- Opening Delimiter -

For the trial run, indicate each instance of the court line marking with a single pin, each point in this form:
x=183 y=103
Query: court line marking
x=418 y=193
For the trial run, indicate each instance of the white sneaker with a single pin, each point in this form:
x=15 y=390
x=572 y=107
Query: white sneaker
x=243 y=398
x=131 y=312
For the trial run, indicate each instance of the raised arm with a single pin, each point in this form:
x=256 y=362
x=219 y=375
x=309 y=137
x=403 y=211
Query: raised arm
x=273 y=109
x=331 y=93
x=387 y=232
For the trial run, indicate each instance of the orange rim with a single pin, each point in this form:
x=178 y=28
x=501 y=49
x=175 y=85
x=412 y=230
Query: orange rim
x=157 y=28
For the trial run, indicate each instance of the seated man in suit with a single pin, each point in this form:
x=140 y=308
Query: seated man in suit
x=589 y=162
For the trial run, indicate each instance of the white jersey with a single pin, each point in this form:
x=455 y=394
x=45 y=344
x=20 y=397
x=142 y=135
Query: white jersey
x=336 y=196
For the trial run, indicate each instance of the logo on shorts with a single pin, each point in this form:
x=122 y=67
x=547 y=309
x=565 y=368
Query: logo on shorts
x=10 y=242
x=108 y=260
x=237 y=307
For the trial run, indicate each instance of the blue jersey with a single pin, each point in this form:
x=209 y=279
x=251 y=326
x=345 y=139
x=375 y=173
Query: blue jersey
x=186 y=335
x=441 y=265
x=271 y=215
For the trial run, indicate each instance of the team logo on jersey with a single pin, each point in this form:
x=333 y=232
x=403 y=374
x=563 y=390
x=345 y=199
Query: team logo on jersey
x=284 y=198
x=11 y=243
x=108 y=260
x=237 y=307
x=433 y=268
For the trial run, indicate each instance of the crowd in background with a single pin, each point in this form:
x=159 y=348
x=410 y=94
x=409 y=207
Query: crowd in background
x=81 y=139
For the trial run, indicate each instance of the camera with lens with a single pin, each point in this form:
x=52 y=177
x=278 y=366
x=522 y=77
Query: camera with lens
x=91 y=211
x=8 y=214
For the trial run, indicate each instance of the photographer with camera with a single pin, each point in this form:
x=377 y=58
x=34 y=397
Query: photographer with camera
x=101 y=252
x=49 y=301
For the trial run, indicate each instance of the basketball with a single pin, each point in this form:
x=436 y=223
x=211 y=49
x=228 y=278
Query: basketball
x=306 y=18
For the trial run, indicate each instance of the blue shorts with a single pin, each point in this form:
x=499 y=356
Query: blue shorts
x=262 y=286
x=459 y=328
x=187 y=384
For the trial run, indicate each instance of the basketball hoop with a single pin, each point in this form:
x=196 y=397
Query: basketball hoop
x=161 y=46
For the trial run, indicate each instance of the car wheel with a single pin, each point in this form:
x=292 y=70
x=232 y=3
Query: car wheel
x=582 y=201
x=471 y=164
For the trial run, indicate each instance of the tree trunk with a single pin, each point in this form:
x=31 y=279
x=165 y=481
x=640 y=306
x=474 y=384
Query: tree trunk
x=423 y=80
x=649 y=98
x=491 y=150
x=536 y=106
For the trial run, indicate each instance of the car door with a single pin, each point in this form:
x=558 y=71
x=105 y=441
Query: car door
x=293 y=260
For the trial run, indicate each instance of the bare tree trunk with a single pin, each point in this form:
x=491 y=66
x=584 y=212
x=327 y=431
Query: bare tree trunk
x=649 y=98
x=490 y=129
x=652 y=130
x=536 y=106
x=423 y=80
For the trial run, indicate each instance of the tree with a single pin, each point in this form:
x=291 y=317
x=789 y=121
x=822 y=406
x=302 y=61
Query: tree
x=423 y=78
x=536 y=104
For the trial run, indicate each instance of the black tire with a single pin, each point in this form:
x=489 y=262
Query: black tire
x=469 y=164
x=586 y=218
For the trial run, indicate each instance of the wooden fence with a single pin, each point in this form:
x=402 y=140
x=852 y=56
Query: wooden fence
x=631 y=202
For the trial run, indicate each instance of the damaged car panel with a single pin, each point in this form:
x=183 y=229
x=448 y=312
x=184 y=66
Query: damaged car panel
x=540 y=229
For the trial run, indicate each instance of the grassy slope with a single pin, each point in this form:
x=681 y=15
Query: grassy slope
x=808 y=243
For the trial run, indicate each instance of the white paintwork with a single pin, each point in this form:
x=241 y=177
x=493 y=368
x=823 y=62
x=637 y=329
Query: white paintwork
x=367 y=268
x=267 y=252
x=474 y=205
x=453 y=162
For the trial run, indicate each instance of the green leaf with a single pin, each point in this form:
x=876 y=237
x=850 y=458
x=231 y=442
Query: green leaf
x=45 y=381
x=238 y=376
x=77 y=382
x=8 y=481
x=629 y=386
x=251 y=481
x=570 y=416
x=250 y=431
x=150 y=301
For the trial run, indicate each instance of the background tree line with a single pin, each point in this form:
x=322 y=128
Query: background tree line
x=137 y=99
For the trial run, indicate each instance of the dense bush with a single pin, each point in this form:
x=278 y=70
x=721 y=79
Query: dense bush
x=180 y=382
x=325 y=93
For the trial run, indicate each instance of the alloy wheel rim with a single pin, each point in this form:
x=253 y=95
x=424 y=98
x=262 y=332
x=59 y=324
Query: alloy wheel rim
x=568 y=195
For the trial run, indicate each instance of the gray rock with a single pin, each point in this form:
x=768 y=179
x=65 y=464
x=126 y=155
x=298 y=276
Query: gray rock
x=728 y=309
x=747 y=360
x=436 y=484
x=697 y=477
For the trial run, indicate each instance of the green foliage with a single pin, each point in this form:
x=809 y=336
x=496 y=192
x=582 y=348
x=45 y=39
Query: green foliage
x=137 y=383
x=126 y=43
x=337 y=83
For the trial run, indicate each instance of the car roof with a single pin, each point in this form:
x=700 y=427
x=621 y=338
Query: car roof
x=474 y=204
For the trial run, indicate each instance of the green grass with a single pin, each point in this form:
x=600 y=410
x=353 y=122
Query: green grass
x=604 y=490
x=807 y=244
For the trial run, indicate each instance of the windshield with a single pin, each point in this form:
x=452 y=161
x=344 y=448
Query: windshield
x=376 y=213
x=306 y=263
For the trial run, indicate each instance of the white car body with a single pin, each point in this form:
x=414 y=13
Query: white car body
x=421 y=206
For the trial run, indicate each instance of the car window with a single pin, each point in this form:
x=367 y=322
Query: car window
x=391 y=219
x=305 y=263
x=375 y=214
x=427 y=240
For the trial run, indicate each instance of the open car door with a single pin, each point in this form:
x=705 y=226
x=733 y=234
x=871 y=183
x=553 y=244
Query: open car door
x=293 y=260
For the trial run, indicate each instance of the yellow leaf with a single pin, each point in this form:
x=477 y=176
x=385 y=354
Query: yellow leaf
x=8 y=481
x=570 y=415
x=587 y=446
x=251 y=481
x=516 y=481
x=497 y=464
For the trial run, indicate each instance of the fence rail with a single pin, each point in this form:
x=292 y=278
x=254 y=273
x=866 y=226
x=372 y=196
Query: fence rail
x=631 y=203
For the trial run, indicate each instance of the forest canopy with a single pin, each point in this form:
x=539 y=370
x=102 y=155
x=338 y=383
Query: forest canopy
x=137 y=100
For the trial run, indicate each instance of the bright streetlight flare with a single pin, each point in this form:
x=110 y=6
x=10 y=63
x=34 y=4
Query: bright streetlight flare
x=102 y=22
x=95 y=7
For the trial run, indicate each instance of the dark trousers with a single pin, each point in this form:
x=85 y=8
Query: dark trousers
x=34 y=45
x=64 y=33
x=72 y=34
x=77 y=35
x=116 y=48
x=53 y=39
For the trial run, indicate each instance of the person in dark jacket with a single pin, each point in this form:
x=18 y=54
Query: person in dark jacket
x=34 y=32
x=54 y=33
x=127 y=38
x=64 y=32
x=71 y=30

- Closing Delimiter -

Beginning with the very first line of the records above, please retype each line through the one that has "x=409 y=207", and add nothing.

For the trial run, indicate each instance of the court line marking with a single pin, each point in this form:
x=183 y=103
Query: court line marking
x=418 y=193
For the trial run, indicate each instance of the white sneaker with a single pin, each point in this form:
x=15 y=390
x=572 y=107
Query: white sneaker
x=243 y=398
x=131 y=312
For the trial run, indicate each instance of the raised arm with a single pin, each point in this form:
x=256 y=362
x=219 y=375
x=309 y=137
x=403 y=211
Query: raised arm
x=273 y=109
x=331 y=93
x=387 y=232
For the trial run, indicate each instance of the orange rim with a single pin, each point in this form:
x=178 y=28
x=501 y=49
x=175 y=85
x=412 y=230
Query: orange rim
x=157 y=28
For the trial run, indicate each instance of the seated man in suit with a single pin, each point in this form:
x=140 y=308
Query: seated man in suit
x=589 y=162
For the trial run, indicate each instance of the white jersey with a single pin, each point in this form:
x=455 y=394
x=45 y=344
x=20 y=397
x=142 y=135
Query: white jersey
x=336 y=196
For the trial run, indicate each instance of the logo on shorts with a single pin, each point in this form:
x=122 y=67
x=547 y=309
x=565 y=368
Query: logo on shorts
x=10 y=242
x=108 y=260
x=237 y=307
For the trial run, indicate each instance of the blue jersey with a single pin, each point in this form:
x=209 y=279
x=251 y=326
x=345 y=139
x=375 y=173
Query: blue jersey
x=186 y=335
x=441 y=265
x=271 y=215
For the trial run, indicate each instance of the team logo on jersey with a single pin, each point in this form:
x=333 y=232
x=403 y=374
x=563 y=390
x=345 y=199
Query: team logo on jersey
x=284 y=198
x=11 y=243
x=108 y=260
x=237 y=307
x=433 y=268
For the trial run, indicate each instance of the crowd in background with a single pin, each point in this form:
x=159 y=348
x=410 y=94
x=409 y=207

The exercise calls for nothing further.